* _Task instructions_: Go line by line through the data and copy those with the word "towers".

* _Extracted entries_:
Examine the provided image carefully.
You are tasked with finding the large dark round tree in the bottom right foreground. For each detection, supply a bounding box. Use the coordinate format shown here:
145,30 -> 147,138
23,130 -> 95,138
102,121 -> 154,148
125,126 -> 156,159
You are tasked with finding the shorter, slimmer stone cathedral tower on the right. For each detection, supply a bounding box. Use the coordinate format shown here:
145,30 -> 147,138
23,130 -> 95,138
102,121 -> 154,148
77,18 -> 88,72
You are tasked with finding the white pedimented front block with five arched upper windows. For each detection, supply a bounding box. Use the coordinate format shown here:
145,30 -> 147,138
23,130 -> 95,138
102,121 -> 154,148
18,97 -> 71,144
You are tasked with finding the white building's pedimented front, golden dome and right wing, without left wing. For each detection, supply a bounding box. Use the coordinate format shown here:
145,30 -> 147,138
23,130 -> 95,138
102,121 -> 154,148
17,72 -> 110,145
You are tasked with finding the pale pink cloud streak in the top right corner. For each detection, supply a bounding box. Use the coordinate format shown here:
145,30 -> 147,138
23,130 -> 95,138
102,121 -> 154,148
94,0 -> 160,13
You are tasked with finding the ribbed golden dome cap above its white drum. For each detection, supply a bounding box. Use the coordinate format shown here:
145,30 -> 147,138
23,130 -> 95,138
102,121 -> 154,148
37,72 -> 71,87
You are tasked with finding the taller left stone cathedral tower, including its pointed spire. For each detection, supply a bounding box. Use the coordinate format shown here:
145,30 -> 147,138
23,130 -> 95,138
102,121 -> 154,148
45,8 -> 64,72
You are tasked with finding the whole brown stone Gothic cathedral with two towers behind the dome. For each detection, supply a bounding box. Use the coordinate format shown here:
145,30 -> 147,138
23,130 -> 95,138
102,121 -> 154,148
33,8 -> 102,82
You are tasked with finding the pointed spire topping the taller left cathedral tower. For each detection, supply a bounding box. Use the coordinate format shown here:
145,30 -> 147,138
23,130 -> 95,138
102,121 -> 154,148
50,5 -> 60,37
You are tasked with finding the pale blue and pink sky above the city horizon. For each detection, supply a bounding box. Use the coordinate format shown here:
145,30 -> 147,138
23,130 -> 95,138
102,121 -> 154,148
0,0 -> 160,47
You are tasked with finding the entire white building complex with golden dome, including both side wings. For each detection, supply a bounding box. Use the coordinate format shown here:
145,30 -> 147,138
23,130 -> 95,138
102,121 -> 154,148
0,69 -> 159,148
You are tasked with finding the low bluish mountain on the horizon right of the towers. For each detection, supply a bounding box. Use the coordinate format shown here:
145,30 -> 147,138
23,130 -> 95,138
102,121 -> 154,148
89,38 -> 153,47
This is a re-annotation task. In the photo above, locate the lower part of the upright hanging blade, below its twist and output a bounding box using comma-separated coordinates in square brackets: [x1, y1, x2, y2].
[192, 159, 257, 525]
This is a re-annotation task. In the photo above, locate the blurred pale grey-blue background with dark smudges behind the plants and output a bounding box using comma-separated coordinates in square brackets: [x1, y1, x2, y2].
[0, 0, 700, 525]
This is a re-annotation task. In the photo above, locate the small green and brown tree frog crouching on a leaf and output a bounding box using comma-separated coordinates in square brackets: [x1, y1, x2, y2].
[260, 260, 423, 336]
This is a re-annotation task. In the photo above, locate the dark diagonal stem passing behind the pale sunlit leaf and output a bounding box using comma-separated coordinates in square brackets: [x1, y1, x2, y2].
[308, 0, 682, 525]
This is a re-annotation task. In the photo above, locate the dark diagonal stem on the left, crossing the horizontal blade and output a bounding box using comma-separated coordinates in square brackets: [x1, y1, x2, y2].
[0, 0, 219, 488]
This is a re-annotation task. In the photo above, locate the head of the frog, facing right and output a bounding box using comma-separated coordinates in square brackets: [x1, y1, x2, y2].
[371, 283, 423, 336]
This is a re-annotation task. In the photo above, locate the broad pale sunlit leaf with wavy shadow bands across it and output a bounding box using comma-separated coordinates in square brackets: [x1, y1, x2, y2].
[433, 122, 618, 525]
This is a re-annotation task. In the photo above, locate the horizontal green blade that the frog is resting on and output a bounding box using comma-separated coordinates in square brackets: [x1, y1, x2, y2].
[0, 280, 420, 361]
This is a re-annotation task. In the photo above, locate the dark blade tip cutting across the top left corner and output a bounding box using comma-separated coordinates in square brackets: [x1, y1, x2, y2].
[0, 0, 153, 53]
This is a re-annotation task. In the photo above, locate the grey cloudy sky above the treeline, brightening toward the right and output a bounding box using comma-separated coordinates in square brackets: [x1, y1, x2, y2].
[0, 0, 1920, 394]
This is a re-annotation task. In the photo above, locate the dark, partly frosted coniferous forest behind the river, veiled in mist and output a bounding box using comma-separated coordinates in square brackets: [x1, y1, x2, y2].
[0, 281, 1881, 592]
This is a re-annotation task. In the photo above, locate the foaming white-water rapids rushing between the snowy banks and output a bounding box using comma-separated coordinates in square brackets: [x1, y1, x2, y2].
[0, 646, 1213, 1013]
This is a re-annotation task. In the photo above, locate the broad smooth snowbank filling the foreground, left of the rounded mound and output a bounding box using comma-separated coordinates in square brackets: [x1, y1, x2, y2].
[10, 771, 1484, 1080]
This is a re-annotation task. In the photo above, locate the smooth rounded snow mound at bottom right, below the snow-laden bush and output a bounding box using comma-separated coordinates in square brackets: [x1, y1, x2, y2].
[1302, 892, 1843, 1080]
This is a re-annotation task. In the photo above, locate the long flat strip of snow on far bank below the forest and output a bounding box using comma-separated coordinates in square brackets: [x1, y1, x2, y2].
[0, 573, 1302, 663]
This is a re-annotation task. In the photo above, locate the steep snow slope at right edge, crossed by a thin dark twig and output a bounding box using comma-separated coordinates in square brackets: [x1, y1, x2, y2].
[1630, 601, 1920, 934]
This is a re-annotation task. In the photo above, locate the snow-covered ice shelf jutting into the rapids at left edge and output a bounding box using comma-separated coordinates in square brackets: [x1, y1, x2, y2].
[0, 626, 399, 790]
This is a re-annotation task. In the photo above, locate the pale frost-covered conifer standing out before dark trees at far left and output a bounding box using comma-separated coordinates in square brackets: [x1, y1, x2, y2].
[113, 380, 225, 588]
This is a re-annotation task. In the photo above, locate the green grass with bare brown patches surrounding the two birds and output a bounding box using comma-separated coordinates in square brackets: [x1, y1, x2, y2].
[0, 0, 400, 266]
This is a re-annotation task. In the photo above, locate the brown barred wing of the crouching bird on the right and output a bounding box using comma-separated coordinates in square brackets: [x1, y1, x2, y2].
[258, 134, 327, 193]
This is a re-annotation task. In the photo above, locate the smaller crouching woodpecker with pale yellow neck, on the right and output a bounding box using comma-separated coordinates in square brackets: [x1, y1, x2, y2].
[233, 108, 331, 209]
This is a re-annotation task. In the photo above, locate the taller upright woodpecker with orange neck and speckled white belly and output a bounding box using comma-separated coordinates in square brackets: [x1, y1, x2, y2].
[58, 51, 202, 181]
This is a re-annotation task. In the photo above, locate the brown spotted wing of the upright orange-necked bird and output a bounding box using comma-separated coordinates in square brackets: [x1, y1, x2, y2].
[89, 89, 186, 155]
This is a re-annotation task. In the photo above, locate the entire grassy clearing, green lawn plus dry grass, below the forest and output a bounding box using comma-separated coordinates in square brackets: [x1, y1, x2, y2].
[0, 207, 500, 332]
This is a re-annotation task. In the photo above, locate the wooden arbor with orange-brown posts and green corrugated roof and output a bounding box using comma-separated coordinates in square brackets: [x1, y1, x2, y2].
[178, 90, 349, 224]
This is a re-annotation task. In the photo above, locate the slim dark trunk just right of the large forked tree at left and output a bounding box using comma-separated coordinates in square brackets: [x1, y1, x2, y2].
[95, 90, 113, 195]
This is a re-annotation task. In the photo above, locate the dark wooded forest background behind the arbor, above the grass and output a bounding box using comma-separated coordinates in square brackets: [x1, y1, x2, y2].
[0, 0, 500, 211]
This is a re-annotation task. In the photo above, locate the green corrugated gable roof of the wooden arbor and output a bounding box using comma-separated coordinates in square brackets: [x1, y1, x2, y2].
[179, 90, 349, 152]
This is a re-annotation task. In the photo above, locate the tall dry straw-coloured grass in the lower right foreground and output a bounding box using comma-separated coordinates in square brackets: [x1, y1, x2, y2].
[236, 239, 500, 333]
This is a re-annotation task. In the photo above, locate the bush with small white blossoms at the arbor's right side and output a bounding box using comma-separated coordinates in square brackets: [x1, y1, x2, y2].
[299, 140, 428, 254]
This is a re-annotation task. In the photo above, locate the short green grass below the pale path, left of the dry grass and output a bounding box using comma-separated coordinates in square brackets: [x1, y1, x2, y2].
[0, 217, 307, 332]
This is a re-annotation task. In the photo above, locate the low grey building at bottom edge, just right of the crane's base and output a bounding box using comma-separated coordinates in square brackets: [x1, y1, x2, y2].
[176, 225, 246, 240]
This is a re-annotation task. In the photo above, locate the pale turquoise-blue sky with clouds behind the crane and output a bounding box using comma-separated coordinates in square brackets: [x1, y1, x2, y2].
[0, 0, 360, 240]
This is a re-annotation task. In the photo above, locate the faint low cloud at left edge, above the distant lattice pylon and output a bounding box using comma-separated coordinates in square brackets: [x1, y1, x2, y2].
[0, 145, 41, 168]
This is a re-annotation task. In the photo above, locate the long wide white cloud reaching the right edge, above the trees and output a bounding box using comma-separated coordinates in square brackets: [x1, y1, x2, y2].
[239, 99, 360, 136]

* _Answer to the exercise_:
You are tasked with finding the whole brown stone Gothic cathedral with two towers behind the dome. For each detection, supply a bounding box. Use the coordinate format shown here:
You are tasked with finding the low bluish mountain on the horizon right of the towers. For each detection, supply a bounding box. Use the coordinate format shown here:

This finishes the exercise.